The Food and Drugs Authority (FDA), has once again warned celebrities and media houses against the promotion of drugs and foods.
The FDA years back cautioned celebrities and media houses from endorsing alcoholic beverages, a decision that was opposed by the celebrities.
The Authority also admonished manufacturers and consumers alike to be cautious and wary of the exhibition and sale of unregulated products.
In a statement by the Authority’s Chief Oxecutive officer, Delese A. A Darko, warned that “it is an offence under the Public Health Act, 2012, Act 851, to manufacture, prepare, import, export, distribute, sell, supply or exhibit for sale any of FDA’s regulated products namely-food, drugs, cosmetics, medical devices and household chemicals which have not been duly registered with the Authority.”
It also warned media houses and personalities against running ads for such unregulated products.
“Media houses as well as social media influencers and celebrities who endorse products are to note that it is an offence under Section 100 of Act 851 to advertise any food as a preventive or cure for a disease, disorder, or an abnormal physical state. Furthermore, drug advertisements for the treatment, prevention or cure of diseases listed in the Fifth Schedule of Act 851 such as sexually transmitted diseases, cancer, hypertension, sexual impotence etc are prohibited under law.
“Media presenters are to note that Live Presenter Mentions intended to advertise or promote any FDA-regulated products are not allowed.”
The statement also encouraged the general public to renew the validity of the advertisement they ran on various mediums which are valid for a year.
“It is also to be noted that all approved advertisements are valid for one year and must be renewed thereafter. Pursuant to Section 129 of Act 851, persons who contravene the above provisions are liable to “a summary conviction and/or a fine of not less than 7500 penalty units and not more than fifteen thousand penalty units or to a term of imprisonment of not less than fifteen years and not more than twenty-five years or both.”
“The Authority encourages the public to continue to take advantage of the Progressive Licensing Scheme to expand the scope and reach locally manufactured products. We also urge the public to return any unused and expired medicines to designated pharmacies as part of the Take Back Unwanted Medicines project aimed at protecting public health and safety,” the statement added.

• **Questions to answer**:
A) In the FDA article, why does the statement urge the public to return unused and expired medicines to designated pharmacies?
B) Condense the paragraph of the FDA article that begins "Media houses as well as social media influencers" into a short bulleted list that keeps its main facts.
C) Reproduce word for word the part of the FDA article from "The Food and" up to and including "by the celebrities.".

• **Collected material**:
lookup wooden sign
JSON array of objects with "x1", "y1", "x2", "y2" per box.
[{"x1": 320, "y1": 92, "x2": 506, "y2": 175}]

• **Task results**:
A) Returning them is part of the Take Back Unwanted Medicines project, which aims to protect public health and safety.

B)
- Under Section 100 of Act 851, media houses, social media influencers and celebrities who endorse products commit an offence if they advertise any food as a preventive or cure for a disease, disorder or abnormal physical state.
- The law also prohibits drug advertisements for treating, preventing or curing diseases listed in the Fifth Schedule of Act 851, such as sexually transmitted diseases, cancer, hypertension and sexual impotence.

C)
The Food and Drugs Authority (FDA), has once again warned celebrities and media houses against the promotion of drugs and foods.
The FDA years back cautioned celebrities and media houses from endorsing alcoholic beverages, a decision that was opposed by the celebrities.